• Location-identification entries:
###
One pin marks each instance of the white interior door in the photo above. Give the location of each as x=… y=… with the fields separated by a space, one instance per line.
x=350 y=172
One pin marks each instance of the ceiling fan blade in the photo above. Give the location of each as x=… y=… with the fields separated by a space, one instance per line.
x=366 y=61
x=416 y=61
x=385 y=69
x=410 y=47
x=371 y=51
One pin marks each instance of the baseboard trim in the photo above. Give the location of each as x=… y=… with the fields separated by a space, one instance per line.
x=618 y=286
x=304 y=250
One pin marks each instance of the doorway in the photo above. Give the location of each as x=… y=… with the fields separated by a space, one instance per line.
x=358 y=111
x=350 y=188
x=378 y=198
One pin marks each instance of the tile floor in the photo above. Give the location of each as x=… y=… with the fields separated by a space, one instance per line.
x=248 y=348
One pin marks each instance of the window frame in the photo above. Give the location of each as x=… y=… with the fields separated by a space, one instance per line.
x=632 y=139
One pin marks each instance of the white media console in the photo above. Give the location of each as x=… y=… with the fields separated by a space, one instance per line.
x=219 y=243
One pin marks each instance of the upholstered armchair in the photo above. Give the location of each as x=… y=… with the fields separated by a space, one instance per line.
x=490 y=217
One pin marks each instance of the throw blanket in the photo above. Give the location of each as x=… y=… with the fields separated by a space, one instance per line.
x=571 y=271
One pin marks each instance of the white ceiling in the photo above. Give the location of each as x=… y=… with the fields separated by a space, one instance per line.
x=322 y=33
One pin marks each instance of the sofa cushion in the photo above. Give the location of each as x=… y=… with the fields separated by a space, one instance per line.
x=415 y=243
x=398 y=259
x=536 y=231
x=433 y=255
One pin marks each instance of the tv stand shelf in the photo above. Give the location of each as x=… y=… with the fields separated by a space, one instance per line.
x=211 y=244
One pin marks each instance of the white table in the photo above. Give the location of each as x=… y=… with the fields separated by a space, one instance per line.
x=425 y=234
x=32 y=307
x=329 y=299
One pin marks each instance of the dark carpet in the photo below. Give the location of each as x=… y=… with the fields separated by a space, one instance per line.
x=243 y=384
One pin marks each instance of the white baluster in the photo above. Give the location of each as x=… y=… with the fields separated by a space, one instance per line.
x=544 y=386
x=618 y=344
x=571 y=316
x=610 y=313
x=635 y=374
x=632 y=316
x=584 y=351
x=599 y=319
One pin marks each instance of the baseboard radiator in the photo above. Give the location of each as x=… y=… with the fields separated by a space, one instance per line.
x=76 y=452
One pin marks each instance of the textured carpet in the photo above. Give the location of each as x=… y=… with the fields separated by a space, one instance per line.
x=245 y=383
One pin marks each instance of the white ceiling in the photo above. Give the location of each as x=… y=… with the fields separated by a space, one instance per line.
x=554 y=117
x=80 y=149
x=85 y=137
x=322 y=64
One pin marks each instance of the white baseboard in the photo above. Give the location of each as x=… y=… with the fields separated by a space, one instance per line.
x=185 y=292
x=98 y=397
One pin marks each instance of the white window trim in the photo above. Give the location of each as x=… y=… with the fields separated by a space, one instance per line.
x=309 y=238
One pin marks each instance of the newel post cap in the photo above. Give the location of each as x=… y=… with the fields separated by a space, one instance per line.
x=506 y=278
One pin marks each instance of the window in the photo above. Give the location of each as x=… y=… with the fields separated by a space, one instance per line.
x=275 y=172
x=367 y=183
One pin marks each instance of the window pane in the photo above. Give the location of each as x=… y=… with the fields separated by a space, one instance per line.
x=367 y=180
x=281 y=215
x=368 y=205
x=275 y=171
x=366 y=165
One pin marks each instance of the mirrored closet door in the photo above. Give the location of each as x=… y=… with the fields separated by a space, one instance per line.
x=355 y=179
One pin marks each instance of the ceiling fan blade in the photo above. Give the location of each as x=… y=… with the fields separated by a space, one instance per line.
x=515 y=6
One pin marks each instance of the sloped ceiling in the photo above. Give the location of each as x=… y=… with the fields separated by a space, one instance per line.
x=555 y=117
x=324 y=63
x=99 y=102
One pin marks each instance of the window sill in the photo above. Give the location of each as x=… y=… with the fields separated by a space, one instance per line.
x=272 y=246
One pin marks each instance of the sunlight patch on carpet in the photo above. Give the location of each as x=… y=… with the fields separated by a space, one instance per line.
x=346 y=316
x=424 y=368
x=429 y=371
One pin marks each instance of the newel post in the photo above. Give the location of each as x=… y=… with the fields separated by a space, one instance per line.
###
• AIM OF THE EXERCISE: Repeat all the records above, switching every "ceiling fan blade" to "fan blade" and leaving everything else untouched.

• EXERCISE SOLUTION:
One pin marks each instance of the white interior door in the photo above. Give the location of each as x=… y=… with the fields separated by a space, one instance per line.
x=350 y=172
One pin marks each instance of the fan blade in the photo above. Give the location of each as x=… y=… with the fields separated by a space, one instance per line.
x=366 y=61
x=416 y=61
x=385 y=69
x=410 y=47
x=371 y=51
One pin marks each instance of the baseboard trim in the photo above. Give the location of each as x=… y=… with the fields separated by a space, one instance per line.
x=618 y=286
x=304 y=250
One pin marks each instance of the doorway in the photo above. Give the location of each as x=… y=… with the fields separated by a space, one instance per line.
x=358 y=111
x=350 y=188
x=378 y=198
One pin marks each instance of the tile floor in the photo above. Give the location of each as x=… y=… with the fields separated by a space, one instance per line.
x=248 y=348
One pin marks each instance of the window frame in the photo above. Give the location of each as x=… y=… with the fields separated by a space, one instance per line.
x=632 y=139
One pin marks each instance of the white media console in the photo above. Give the location of each as x=… y=… with the fields separated by a space, one instance per line.
x=219 y=243
One pin marks each instance of the upholstered armchair in the photo above. Give the location of each as x=… y=… with the fields separated by a space, one instance per line.
x=490 y=217
One pin marks each instance of the throw blanket in the photo above. Give the location of each as x=… y=… with the fields separated by a space, one instance per line.
x=571 y=271
One pin marks each instance of the white ceiling in the photo above. Give the location of each as x=… y=… with the fields separated by a space, one instance per line.
x=322 y=33
One pin marks each instance of the sofa cushion in the photo above. Give the location of each as x=… y=… with the fields separated by a space, one instance per line.
x=415 y=243
x=398 y=259
x=536 y=231
x=433 y=255
One pin marks each instance of the tv stand shelf in the photo above. Give the location of each as x=… y=… with the fields separated by a space, one instance per line.
x=211 y=244
One pin marks each instance of the white table in the photo above. Give the location of each as x=… y=… with the fields separated by a space, one instance per line.
x=425 y=234
x=32 y=307
x=329 y=299
One pin marks each instance of the dark carpet in the photo below. Give the location of each as x=… y=… with the fields separated by a space, one instance per line.
x=243 y=384
One pin marks each instance of the white baluster in the photo above. Give the location of each as x=… y=… with the fields separated by a space, one instance per line.
x=544 y=386
x=618 y=344
x=571 y=316
x=610 y=313
x=635 y=374
x=632 y=316
x=584 y=351
x=599 y=319
One pin marks each instance of the baseboard radiator in the photo above. Give the location of each as x=… y=… with the fields separated by a space, one instance per line.
x=76 y=452
One pin marks each instance of the textured carpet in the photo above. Give the location of each as x=… y=… with the fields separated by a space, one instance per line.
x=245 y=383
One pin marks each instance of the white ceiling in the photo above. Give the location of each as x=… y=… with the fields separated by a space, one instance per line.
x=554 y=117
x=80 y=149
x=85 y=137
x=322 y=64
One pin marks each instance of the white baseboard in the photo above. Give the location of each as x=… y=… with the fields separated by a space, one instance per line.
x=185 y=292
x=98 y=397
One pin marks each instance of the white window trim in the photo above. Give the location of each as x=… y=… with the fields separated by a space, one instance per line.
x=309 y=238
One pin marks each instance of the newel post cap in the photo above. Give the location of each as x=… y=… with the fields separated by a space, one instance per line.
x=506 y=278
One pin marks each instance of the window in the photo above. Give the location of each as x=… y=… with the fields separated by a space, one instance per line.
x=275 y=172
x=367 y=183
One pin marks each instance of the window pane in the photo above. Give the location of each as x=… y=… with the fields separated by a space, one instance per line.
x=367 y=180
x=281 y=215
x=368 y=205
x=275 y=171
x=366 y=165
One pin marks each instance of the mirrored closet door in the photo above. Give the location of each as x=… y=… with the fields separated by a space, one instance per line.
x=355 y=179
One pin marks each instance of the fan blade in the photo above. Give the location of each as x=… y=… with the fields separated by a space, one instance per line.
x=515 y=6
One pin marks each instance of the sloped ceiling in the photo above. Give the location of each as x=… y=… with the fields separated by a space, one instance per line.
x=555 y=117
x=324 y=63
x=99 y=102
One pin marks each instance of the window sill in the photo above. Give the location of each as x=… y=… with the fields separated by a space, one instance per line.
x=272 y=246
One pin marks each instance of the sunlight patch on carpet in the photo above. Give the location of each as x=… y=… with the fields separated by a space, one instance per line.
x=346 y=316
x=424 y=368
x=429 y=371
One pin marks each instance of the newel post in the photo above. Give the location of each as x=… y=… with the fields separated by a space, one instance per line.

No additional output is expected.